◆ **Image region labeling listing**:
┄┄┄┄┄┄┄┄┄┄
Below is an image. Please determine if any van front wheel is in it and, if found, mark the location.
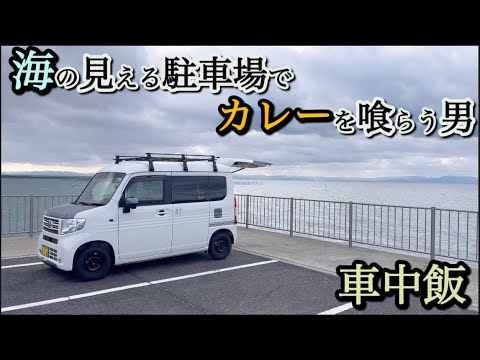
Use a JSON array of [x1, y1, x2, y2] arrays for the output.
[[208, 233, 232, 260], [73, 244, 113, 281]]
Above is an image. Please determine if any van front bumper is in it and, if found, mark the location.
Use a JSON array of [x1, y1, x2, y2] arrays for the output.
[[37, 231, 83, 271]]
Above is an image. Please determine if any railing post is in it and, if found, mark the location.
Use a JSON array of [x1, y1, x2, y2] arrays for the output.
[[30, 195, 33, 237], [348, 201, 353, 247], [430, 207, 436, 260], [290, 198, 293, 236], [245, 195, 250, 229]]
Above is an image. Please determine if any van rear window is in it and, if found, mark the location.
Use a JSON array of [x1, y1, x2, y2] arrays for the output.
[[172, 176, 227, 204], [208, 176, 227, 201]]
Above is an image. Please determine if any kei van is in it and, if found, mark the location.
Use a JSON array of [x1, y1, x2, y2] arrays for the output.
[[38, 153, 270, 280]]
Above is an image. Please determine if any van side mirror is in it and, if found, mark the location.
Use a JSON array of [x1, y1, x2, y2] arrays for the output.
[[123, 198, 138, 213]]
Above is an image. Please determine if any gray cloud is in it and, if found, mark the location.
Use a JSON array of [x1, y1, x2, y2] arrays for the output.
[[1, 46, 478, 176]]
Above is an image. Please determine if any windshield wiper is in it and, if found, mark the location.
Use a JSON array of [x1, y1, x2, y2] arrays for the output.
[[77, 201, 105, 206]]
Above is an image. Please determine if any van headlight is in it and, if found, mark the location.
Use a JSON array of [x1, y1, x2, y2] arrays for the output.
[[60, 219, 85, 234]]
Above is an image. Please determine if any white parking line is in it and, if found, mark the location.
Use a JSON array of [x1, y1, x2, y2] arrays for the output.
[[2, 261, 45, 270], [317, 303, 353, 315], [150, 260, 278, 285], [1, 260, 278, 313]]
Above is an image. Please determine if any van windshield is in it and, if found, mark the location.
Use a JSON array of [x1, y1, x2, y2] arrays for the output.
[[75, 172, 125, 206]]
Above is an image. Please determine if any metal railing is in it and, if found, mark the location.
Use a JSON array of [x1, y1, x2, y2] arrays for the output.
[[236, 194, 479, 262], [1, 195, 480, 262], [2, 195, 78, 237]]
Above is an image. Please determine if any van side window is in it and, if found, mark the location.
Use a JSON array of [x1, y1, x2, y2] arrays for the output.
[[125, 177, 165, 206], [172, 176, 208, 204], [208, 176, 227, 201]]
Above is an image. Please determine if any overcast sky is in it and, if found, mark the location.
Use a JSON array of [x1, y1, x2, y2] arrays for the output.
[[1, 46, 479, 177]]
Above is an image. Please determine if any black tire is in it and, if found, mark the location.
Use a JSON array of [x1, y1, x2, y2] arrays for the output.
[[208, 233, 232, 260], [73, 243, 113, 281]]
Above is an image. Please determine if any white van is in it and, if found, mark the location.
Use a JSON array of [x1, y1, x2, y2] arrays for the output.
[[38, 153, 270, 280]]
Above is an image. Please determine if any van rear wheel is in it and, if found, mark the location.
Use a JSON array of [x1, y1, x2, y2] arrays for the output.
[[73, 244, 113, 281], [208, 233, 232, 260]]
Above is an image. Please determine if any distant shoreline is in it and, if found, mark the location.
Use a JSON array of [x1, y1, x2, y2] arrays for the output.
[[2, 175, 93, 180], [1, 174, 478, 185]]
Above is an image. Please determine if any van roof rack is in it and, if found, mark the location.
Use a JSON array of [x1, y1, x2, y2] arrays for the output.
[[114, 153, 218, 171]]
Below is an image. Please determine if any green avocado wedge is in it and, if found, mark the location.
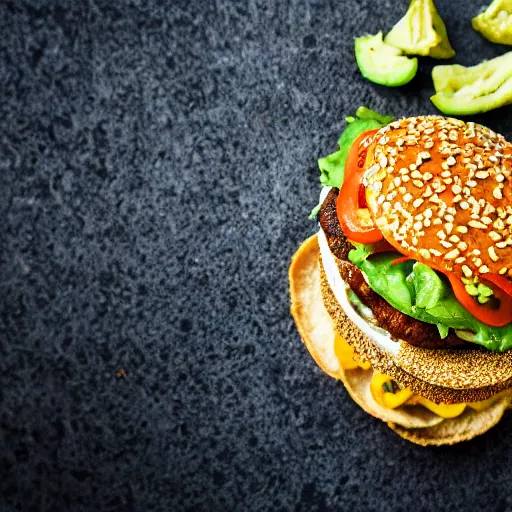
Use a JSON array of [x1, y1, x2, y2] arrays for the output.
[[355, 32, 418, 87], [430, 52, 512, 116], [384, 0, 455, 59], [471, 0, 512, 45]]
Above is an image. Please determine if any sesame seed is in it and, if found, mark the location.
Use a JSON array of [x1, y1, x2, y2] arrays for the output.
[[462, 265, 473, 277], [444, 249, 460, 260], [487, 245, 499, 261], [468, 220, 487, 229]]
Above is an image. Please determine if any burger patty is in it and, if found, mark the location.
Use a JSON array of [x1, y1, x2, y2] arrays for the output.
[[318, 188, 466, 348]]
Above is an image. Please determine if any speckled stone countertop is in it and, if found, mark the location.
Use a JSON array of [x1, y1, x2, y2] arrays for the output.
[[0, 0, 512, 512]]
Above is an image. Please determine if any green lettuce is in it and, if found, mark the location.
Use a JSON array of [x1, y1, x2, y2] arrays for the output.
[[349, 245, 512, 352], [318, 107, 394, 188]]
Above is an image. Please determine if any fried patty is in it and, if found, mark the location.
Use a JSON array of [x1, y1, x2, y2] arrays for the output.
[[318, 188, 466, 348]]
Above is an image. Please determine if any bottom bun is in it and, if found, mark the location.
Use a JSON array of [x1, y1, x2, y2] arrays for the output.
[[289, 235, 512, 446]]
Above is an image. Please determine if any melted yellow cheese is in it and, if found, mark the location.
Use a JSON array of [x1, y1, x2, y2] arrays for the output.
[[334, 333, 494, 419]]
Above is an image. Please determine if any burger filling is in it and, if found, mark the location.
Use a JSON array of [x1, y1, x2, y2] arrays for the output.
[[319, 110, 512, 351], [334, 333, 504, 419]]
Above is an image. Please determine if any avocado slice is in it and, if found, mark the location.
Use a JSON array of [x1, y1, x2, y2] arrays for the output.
[[384, 0, 455, 59], [355, 32, 418, 87], [471, 0, 512, 44], [430, 52, 512, 116]]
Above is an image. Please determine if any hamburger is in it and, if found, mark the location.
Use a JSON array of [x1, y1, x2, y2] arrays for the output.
[[289, 108, 512, 445]]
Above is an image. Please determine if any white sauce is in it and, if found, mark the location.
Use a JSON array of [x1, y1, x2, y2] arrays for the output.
[[318, 228, 400, 356]]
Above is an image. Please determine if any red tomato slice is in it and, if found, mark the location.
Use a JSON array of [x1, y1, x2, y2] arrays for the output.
[[444, 272, 512, 327], [336, 130, 383, 244]]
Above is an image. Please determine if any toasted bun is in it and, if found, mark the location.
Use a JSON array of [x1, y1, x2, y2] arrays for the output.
[[364, 116, 512, 277], [289, 235, 512, 445], [320, 247, 512, 403]]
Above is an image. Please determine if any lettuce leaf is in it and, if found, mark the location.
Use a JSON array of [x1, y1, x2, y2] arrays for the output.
[[318, 107, 394, 188], [349, 245, 512, 352]]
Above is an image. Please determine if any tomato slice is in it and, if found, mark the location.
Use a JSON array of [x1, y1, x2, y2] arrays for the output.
[[345, 129, 378, 179], [336, 130, 383, 244], [444, 272, 512, 327]]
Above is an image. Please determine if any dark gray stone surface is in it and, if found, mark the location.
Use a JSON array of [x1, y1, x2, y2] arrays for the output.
[[0, 0, 512, 512]]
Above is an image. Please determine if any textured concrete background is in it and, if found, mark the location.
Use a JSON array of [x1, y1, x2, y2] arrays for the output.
[[0, 0, 512, 512]]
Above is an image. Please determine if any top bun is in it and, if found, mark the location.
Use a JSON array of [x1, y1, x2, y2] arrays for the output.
[[363, 116, 512, 278]]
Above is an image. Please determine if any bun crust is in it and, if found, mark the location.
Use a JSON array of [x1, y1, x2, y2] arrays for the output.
[[320, 263, 512, 404], [289, 235, 512, 446], [363, 116, 512, 278]]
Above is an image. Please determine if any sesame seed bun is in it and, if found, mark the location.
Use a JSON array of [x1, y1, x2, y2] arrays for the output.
[[289, 235, 512, 445], [363, 116, 512, 278]]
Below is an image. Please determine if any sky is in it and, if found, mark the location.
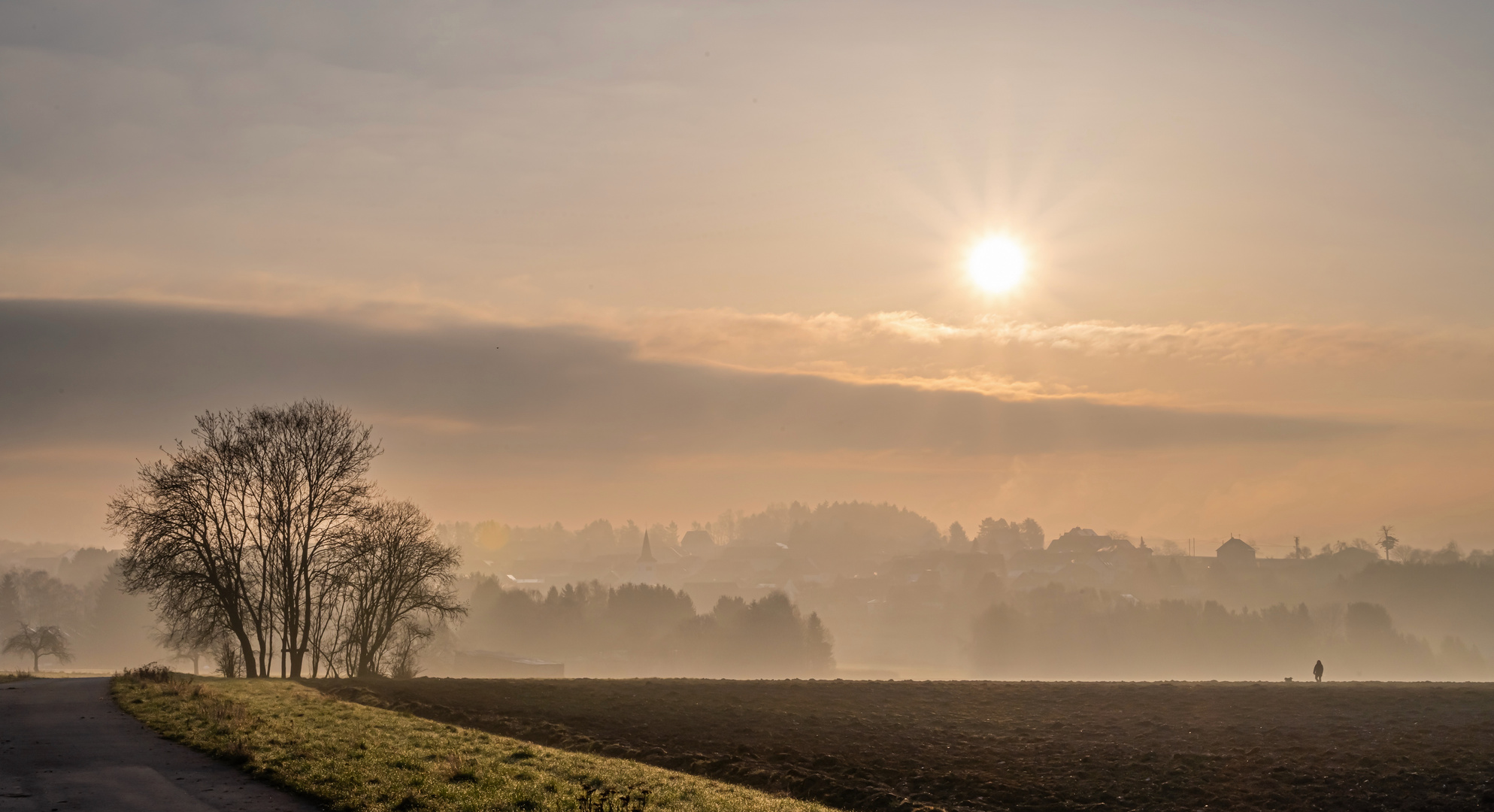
┄┄┄┄┄┄┄┄┄┄
Rewrite the listing above, changing every "mark the location" to "give its coordinates" and keeping everything else the same. Omit the pictures.

Below is an image. Please determine if any van front wheel is in it and, if found, give its coordinates.
Use a JSON array of [x1, y1, x2, y2] arrays for the output.
[[208, 233, 232, 260], [73, 244, 113, 281]]
Above is an image. Please determine if any van front bumper is in it and, if found, give its coordinates.
Use a JSON array of [x1, y1, x2, y2] arrays for the output.
[[37, 231, 83, 271]]
Above is an image. Please determine if any railing post is in it and, if found, give its coordinates.
Use a JSON array of [x1, y1, x2, y2] arrays for the output.
[[30, 195, 33, 237], [348, 201, 353, 247], [430, 207, 436, 260], [290, 198, 293, 236], [245, 195, 250, 229]]
Above is an image. Please determine if any van rear window is in it and, if found, give its coordinates.
Use a JSON array of [x1, y1, x2, y2] arrays for the output.
[[172, 176, 227, 204], [208, 176, 227, 201]]
Above is an image. Please determine if any kei van is in it and, if found, give its coordinates.
Use a JSON array of [x1, y1, x2, y2] arrays for the output.
[[38, 153, 270, 280]]
Above is an image. Please determine if any van side mirror is in it and, if found, give its coordinates.
Use a JSON array of [x1, y1, x2, y2] arrays for the output.
[[123, 198, 138, 213]]
Above is an image. Please determine if any gray cloud is in it and, if found, give its coordinates.
Use a JSON array of [x1, y1, x2, y2] arrays for the output.
[[1, 46, 478, 176]]
Above is an image. Please determine if any windshield wiper is in it and, if found, give its coordinates.
Use a JSON array of [x1, y1, x2, y2] arrays for the output.
[[77, 201, 105, 206]]
Above is an image. Please determine if any van headlight is in it and, if found, give its coordinates.
Use a JSON array of [x1, y1, x2, y2] arrays for the output.
[[60, 219, 85, 234]]
Above is an image. Please determine if any white parking line is in it and, if found, give its coordinates.
Use a JSON array of [x1, y1, x2, y2] arrays for the output.
[[2, 261, 45, 270], [317, 303, 353, 315], [150, 260, 278, 285], [1, 260, 278, 313]]
Above is an image. Please determine if any van windshield is in it and, if found, give its coordinates.
Use a JSON array of [x1, y1, x2, y2] arrays for the output.
[[75, 172, 125, 206]]
Above is an image. Please determine if any metal railing is in it and, if found, give its coordinates.
Use a JSON array of [x1, y1, x2, y2] arrays for the output.
[[236, 194, 479, 262], [1, 195, 480, 262], [2, 195, 78, 237]]
Above is an image. Please determine if any van side window is in it and, if found, give its coordinates.
Use a JSON array of [x1, y1, x2, y2] arrays for the output.
[[125, 177, 165, 206], [172, 176, 208, 204], [208, 176, 227, 201]]
Above is an image. Please determine if any overcast sky is in it and, if found, give its coordinates.
Use a JSON array of [x1, y1, x2, y2] arrays for the output.
[[1, 46, 479, 177]]
Above is an image. Please determine if any black tire is in it and, if found, give its coordinates.
Use a JSON array of [x1, y1, x2, y2] arrays for the output.
[[208, 233, 232, 260], [73, 243, 113, 281]]
Above is an image. Please determine if any white van is in it and, if found, give its coordinates.
Use a JSON array of [x1, y1, x2, y2] arrays for the output.
[[38, 153, 270, 280]]
Above is an image. Please determine if any van rear wheel is in it and, if found, give its coordinates.
Use a JSON array of [x1, y1, x2, y2] arrays for the output.
[[73, 244, 113, 281], [208, 233, 232, 260]]
Above is an image. Please determine if any distant shoreline is in it and, if found, give its coordinates.
Use a JSON array of [x1, y1, x2, y2] arrays for the output.
[[2, 175, 93, 180], [1, 174, 478, 185]]
Above is an image. Please determine if any van roof rack is in it and, if found, give its coordinates.
Use a JSON array of [x1, y1, x2, y2] arrays for the output.
[[114, 153, 218, 171]]
Below is an image. Please determine if any green avocado wedge is in it and, if found, give its coordinates.
Use a JSON array of [x1, y1, x2, y2] arrays for the output.
[[355, 32, 418, 87], [430, 52, 512, 116], [384, 0, 455, 59], [471, 0, 512, 45]]
Above is an image. Please determine if any sesame seed is in it and, if found, give its coordinates.
Use a JSON array of [x1, y1, x2, y2] arrays for the output.
[[462, 265, 473, 277], [444, 249, 460, 260], [487, 245, 499, 261], [468, 220, 487, 229]]
Above is an image. Please determine if any burger patty is in it and, if found, give its coordinates.
Use a JSON array of [x1, y1, x2, y2] arrays for the output.
[[318, 188, 466, 348]]
Above is an image. Please determine if any speckled stone countertop is in it and, if found, give its coordinates.
Use a JSON array of [x1, y1, x2, y2] arrays for the output.
[[0, 0, 512, 512]]
Above is an image. Please determine if any green lettuce is in it and, if found, give its coordinates.
Use a JSON array of [x1, y1, x2, y2] arrays for the output.
[[349, 245, 512, 352], [318, 107, 394, 188]]
Above is an image. Please determine if any fried patty is in it and, if found, give its coordinates.
Use a JSON array of [x1, y1, x2, y2] arrays for the output.
[[318, 188, 466, 348]]
Above is an image. Please determine if any bottom bun is in it and, if found, give its coordinates.
Use a JSON array of [x1, y1, x2, y2] arrays for the output.
[[289, 235, 512, 446]]
Above is an image. Please determine if any melted yellow cheese is in it and, if found, give its coordinates.
Use a JSON array of [x1, y1, x2, y2] arrays for the output.
[[334, 333, 494, 419]]
Above is an image. Please determine if any burger filling is in it and, if found, give its coordinates.
Use a JSON array of [x1, y1, x2, y2] arrays for the output.
[[319, 110, 512, 351], [334, 333, 504, 419]]
Above is an image. Please determine if any avocado slice is in it and, if found, give its coordinates.
Use a JSON array of [x1, y1, x2, y2] arrays for the output.
[[384, 0, 455, 59], [355, 32, 418, 87], [471, 0, 512, 44], [430, 52, 512, 116]]
Above is an image. Please determine if any hamburger is in it and, if found, give its coordinates.
Use a JSON array of [x1, y1, x2, y2] arrays for the output.
[[289, 108, 512, 445]]
Above is an image. Please determine if any white sauce is in it and, if found, give its coordinates.
Use a JSON array of [x1, y1, x2, y2] arrays for the output.
[[318, 228, 400, 356]]
Above is an image. Please determine if any red tomato slice is in it and, if found, give its coordinates.
Use a JSON array of [x1, y1, x2, y2] arrays for the output.
[[444, 272, 512, 327], [336, 130, 383, 244]]
Above is an image. Please determine if any toasted bun is in it and, if found, give its coordinates.
Use a JSON array of [x1, y1, x2, y2] arrays for the output.
[[364, 116, 512, 277], [289, 235, 512, 445], [320, 247, 512, 403]]
Above is an image. Please determine if any lettuce leaf is in it and, if found, give its coordinates.
Use a JSON array of [x1, y1, x2, y2] arrays for the output.
[[318, 107, 394, 188], [349, 245, 512, 352]]
Above is an image. Please determine if any tomato slice is in it and, if found, give its coordinates.
Use a JSON array of [x1, y1, x2, y2] arrays for the output.
[[345, 129, 378, 179], [336, 130, 383, 244], [444, 272, 512, 327]]
Above is an image. Please determine if any dark gray stone surface is in it and, if found, give its coordinates.
Use a JSON array of [x1, y1, x2, y2] arrays for the output.
[[0, 0, 512, 512]]
Above is an image. Please determine if any textured concrete background is in it and, if found, give its coordinates.
Use a JSON array of [x1, y1, x2, y2] arrays for the output.
[[0, 0, 512, 512]]
Above is an image. Please determine if any top bun is in it and, if found, give its coordinates.
Use a JSON array of [x1, y1, x2, y2] arrays for the output.
[[363, 116, 512, 278]]
Above is an image. Please determine if any bun crust is in it and, if found, give its coordinates.
Use a JSON array of [x1, y1, x2, y2] arrays for the output.
[[320, 263, 512, 404], [289, 235, 512, 446], [363, 116, 512, 278]]
Above is an image. Please determine if any sesame seed bun is in it and, if found, give its coordinates.
Use a JSON array of [x1, y1, x2, y2] arrays for the output.
[[289, 235, 512, 445], [363, 116, 512, 278]]
Below is an image. Please determine if any sky is in it and, if found, give its coordinates.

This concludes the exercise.